PROBLEM TO SOLVE - The records below need to be repeated exactly, though not their pictures.

——————

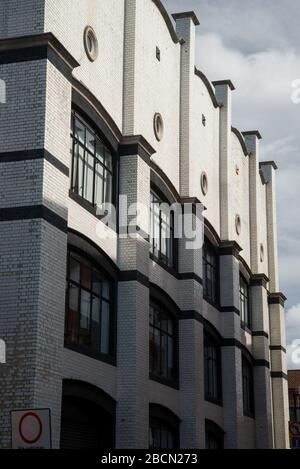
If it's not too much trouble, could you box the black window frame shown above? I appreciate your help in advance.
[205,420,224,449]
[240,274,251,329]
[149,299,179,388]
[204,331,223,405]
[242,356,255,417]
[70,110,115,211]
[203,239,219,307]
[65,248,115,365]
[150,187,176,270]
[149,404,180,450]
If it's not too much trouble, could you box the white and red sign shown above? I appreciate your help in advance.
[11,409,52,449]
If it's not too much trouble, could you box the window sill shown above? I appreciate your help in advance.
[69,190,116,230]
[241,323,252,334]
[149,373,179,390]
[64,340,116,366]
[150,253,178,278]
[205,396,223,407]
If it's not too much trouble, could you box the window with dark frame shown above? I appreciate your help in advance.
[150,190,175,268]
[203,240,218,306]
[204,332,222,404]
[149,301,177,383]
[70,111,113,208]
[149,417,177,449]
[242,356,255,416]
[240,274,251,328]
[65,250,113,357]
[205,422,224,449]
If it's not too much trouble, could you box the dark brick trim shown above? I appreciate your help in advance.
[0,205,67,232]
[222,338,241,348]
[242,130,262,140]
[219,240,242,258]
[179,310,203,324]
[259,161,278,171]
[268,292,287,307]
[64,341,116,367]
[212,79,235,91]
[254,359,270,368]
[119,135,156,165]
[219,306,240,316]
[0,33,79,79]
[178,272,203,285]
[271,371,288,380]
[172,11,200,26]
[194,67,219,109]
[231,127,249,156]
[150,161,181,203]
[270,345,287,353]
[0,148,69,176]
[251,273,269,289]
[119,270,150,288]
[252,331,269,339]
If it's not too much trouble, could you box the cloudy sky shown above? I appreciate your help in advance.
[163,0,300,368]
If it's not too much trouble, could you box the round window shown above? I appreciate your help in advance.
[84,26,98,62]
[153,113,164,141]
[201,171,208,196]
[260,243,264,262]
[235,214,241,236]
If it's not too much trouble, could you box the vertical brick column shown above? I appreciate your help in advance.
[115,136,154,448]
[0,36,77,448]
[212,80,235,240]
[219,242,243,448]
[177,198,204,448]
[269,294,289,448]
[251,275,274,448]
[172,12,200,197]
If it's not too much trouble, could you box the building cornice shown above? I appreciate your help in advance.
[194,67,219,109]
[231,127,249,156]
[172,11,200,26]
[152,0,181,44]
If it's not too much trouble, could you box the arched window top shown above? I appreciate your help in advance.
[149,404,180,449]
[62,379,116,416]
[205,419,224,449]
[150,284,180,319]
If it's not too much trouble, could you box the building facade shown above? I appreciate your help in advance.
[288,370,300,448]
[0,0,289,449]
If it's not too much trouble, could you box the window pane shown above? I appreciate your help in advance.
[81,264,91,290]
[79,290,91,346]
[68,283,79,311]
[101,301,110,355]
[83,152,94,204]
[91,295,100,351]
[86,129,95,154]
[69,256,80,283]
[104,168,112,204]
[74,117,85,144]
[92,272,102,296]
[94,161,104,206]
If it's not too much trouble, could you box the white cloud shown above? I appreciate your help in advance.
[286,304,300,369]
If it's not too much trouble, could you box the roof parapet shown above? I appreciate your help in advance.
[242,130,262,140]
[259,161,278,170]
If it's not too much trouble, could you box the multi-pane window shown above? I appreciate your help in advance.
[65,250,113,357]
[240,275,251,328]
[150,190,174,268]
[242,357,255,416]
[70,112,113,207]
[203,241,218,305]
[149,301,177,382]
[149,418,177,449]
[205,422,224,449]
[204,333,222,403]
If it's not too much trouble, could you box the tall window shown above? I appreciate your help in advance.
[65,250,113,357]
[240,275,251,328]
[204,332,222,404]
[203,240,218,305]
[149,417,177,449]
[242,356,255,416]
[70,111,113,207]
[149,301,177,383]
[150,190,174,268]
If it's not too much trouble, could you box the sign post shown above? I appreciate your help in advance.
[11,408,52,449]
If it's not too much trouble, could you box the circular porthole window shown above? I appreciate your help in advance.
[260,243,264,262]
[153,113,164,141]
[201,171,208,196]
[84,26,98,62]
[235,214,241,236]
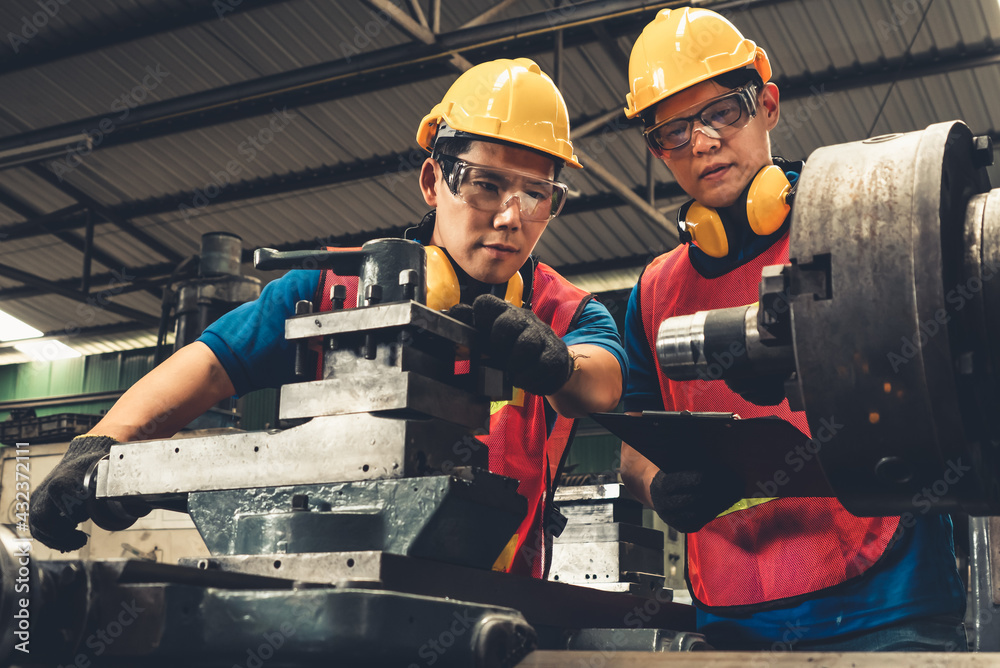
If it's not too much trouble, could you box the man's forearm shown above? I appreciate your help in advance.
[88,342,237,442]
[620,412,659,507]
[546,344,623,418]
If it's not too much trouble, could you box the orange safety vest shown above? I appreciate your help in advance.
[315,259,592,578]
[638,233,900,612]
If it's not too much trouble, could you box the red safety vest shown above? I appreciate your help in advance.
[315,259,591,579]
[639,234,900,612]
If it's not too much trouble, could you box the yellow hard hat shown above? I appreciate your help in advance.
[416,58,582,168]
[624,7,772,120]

——————

SOLVED EXERCISE -
If it's not too much trouble, could you box the black window frame shown above? I appreciate your help in advance.
[205,420,224,449]
[240,274,251,329]
[149,299,179,388]
[204,331,223,405]
[242,356,255,417]
[70,110,115,211]
[203,239,219,307]
[65,248,115,365]
[150,187,176,270]
[149,404,180,450]
If it's not too much trouble, could you box the white and red sign shown above? I appreciate your help in advance.
[11,409,52,449]
If it's not too much trouble, could you box the window sill shown above? I appreciate your help in advance.
[69,190,116,230]
[241,323,252,334]
[149,373,179,390]
[64,340,116,366]
[150,253,178,278]
[205,396,223,407]
If it's not too much trouble, could you box the window with dark frame shown above? I appreciate your help in advance.
[150,190,175,268]
[203,240,218,306]
[204,332,222,404]
[149,301,177,383]
[70,111,113,208]
[149,417,177,449]
[242,356,255,416]
[240,274,251,328]
[65,250,113,357]
[205,422,224,449]
If it's not too much trouble, could you box the dark brick trim shown above? I appreciate your help in advance.
[0,205,67,232]
[222,338,241,348]
[242,130,262,140]
[219,240,242,258]
[179,310,203,324]
[259,161,278,171]
[268,292,287,307]
[64,341,116,367]
[212,79,235,91]
[254,359,270,368]
[119,135,156,165]
[219,306,240,316]
[0,33,79,79]
[178,272,203,285]
[271,371,288,380]
[172,11,200,26]
[194,67,219,109]
[231,127,249,156]
[150,161,181,203]
[270,345,287,353]
[0,148,69,176]
[251,273,269,289]
[119,270,150,288]
[252,331,269,339]
If it's not too much trouble, could you box the cloudy sky shown above? I appreciate your help in advance.
[163,0,300,368]
If it's not too much trouble, could you box the round window shown above? I appreciate your help in advance.
[84,26,98,62]
[153,113,164,141]
[201,171,208,196]
[260,243,264,262]
[235,214,241,236]
If it's not too much trouble, could you box the vertical brick column shown above? I appreciate your help in advance.
[115,136,154,448]
[0,36,77,448]
[212,80,235,240]
[219,242,243,448]
[177,198,204,448]
[269,294,289,448]
[251,275,274,448]
[172,12,200,197]
If it's not too much trouble, could you box the building cornice shown above? I appreciate your help in advance.
[194,67,219,109]
[231,127,249,156]
[172,11,200,26]
[152,0,181,44]
If it's not too much trouble, could you box the arched window top shown above? I appreciate your help in advance.
[149,404,180,449]
[62,379,116,416]
[205,419,224,449]
[150,284,180,319]
If it's not too much trouble, could you box the building facade shown above? I appreciate your help in advance.
[288,370,300,448]
[0,0,289,449]
If it's not too much trouble, could you box the window pane shown above? I appreciate your help in advance.
[81,264,91,290]
[79,290,91,346]
[68,283,79,311]
[101,301,110,355]
[83,152,94,204]
[91,295,100,351]
[86,129,95,154]
[69,256,80,283]
[104,168,112,204]
[74,117,85,144]
[92,272,102,296]
[94,161,104,206]
If it's not too much trouble, could you box the white cloud shown above? I appreciate your help in advance.
[286,304,300,369]
If it's not too much trouble, could you box the roof parapet shown above? I appreciate your help in advance.
[242,130,262,140]
[259,161,278,170]
If it's not too much trouble, could you box the multi-pane window shown above? I appreciate your help in advance.
[65,250,113,357]
[240,275,251,328]
[150,190,174,268]
[242,357,255,416]
[70,112,113,207]
[203,241,218,305]
[149,301,177,382]
[149,418,177,449]
[205,422,224,449]
[204,333,222,403]
If it's not too much trouble, could you box the tall window shown above? I appreciate your help in advance.
[65,250,113,357]
[240,275,251,328]
[204,332,222,404]
[203,240,218,305]
[149,417,177,449]
[242,356,255,416]
[70,111,113,207]
[149,301,177,383]
[150,190,174,268]
If it's not too much trouble, could you box the sign post shown above? I appreciate your help in advance.
[11,408,52,449]
If it's not too much trouble, could you box the circular porthole window shown above? I appreciate your help in advance.
[260,243,264,262]
[153,113,164,141]
[201,171,208,196]
[84,26,98,62]
[235,214,241,236]
If it's not too much trouble, could you box the man's forearm shown above? I appreciate your help in advance.
[88,342,237,442]
[620,412,659,507]
[546,344,623,418]
If it's not too much trouble, could you box the orange safety vest shown above? I appreciate your help in advance.
[315,259,592,578]
[638,233,900,612]
If it's not too much trouble, could you box the red safety vest shown above? I appreciate your help in advance.
[315,259,591,579]
[639,234,900,612]
If it's not too much trouble, could you box the yellow hard hat shown above? I appreciate your help in advance.
[416,58,582,168]
[624,7,772,120]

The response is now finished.